Plaignant
Me Sarto Landry
Mis en cause
M. Jean Laroche, journaliste; M. Serge Côté, rédacteur en chef et le quotidien Le Journal de Québec
Résumé de la plainte
Me Sarto Landry porte plainte contre M. Jean Laroche, journaliste pour Le Journal de Québec, concernant un article paru le 5 février 2007 et intitulé « Condamnation pour voies de fait – Autre revers pour Me Sarto Landry ». Les principaux griefs ont trait à la diffusion d’une information inexacte et non vérifiée et de mentions non pertinentes en regard des antécédents judiciaires du plaignant.
Griefs du plaignant
Me Pierre-Olivier Laforest, porte plainte au nom de Me Sarto Landry, contre le journaliste Jean Laroche concernant un article paru dans Le Journal de Québec le 5 février 2007 et intitulé « Condamnation pour voies de fait – Autre revers pour Me Sarto Landry ».
Les principaux motifs invoqués sont la diffusion d’une information inexacte et non vérifiée, de mentions non pertinentes en regard des antécédents judiciaires de Me Sarto Landry, et de l’atteinte à sa réputation.

◆ Consigne 1: Selon l'extrait sur la plainte de Me Sarto Landry, quel avocat a déposé la plainte au nom de ce dernier ?
◆ Consigne 2: Relevez tel quel le passage de l'extrait sur la plainte de Me Sarto Landry qui commence aux mots « Griefs du plaignant » et se termine après « à sa réputation. ».
◆ Consigne 3: Prolongez l'extrait sur la plainte de Me Sarto Landry à la suite de sa dernière phrase.

◆ Données fournies:

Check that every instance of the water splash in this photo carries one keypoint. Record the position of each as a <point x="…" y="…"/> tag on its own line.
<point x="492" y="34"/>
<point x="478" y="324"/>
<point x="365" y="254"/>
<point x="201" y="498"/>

◆ Résultat final 1: Me Pierre-Olivier Laforest.

◆ Résultat final 2:
Griefs du plaignant
Me Pierre-Olivier Laforest, porte plainte au nom de Me Sarto Landry, contre le journaliste Jean Laroche concernant un article paru dans Le Journal de Québec le 5 février 2007 et intitulé « Condamnation pour voies de fait – Autre revers pour Me Sarto Landry ».
Les principaux motifs invoqués sont la diffusion d’une information inexacte et non vérifiée, de mentions non pertinentes en regard des antécédents judiciaires de Me Sarto Landry, et de l’atteinte à sa réputation.

◆ Résultat final 3:
Me Laforest estime d’abord que M. Laroche aurait diffusé une information inexacte lorsqu’il aurait écrit : « Me Landry avait alors décidé de rendre visite à M. Burns même si une ordonnance de la cour le lui interdisait. » Le représentant du plaignant reprochait précisément à M. Laroche d’avoir écrit qu’une ordonnance de la Cour lui interdisait d’aller voir M. Burns, et qu’il aurait contrevenu à une telle ordonnance. Selon lui, cette information serait dénuée de fondement et laisserait croire qu’il ferait fi des ordonnances de la Cour.
Me Laforest ajoute que si M. Laroche avait fait les vérifications nécessaires avant de diffuser cette information, il aurait constaté qu’aucune ordonnance ne restreignait les contacts entre M. Burns et le plaignant au moment où les faits se sont produits.
Aussi, le représentant du plaignant estime que cette information inexacte mettrait en doute la réputation de Me Sarto Landry.
Me Laforest estime aussi que le journaliste aurait utilisé sa tribune pour salir davantage la réputation de Me Landry, notamment en le qualifiant de « bouillant avocat » et en relatant les propos tenus par le capitaine René Bédard de la police de Québec, à l’effet que les policiers auraient peur de Me Landry. Ce capitaine aurait même conseillé aux policiers « de toujours patrouiller à deux dans le secteur où vit l’avocat ».
Le représentant de Me Landry précise qu’une mise en demeure aurait été envoyée au journaliste et au Journal de Québec, afin qu’ils se rétractent concernant l’article du 5 février 2007 et qu’ils présentent des excuses publiques.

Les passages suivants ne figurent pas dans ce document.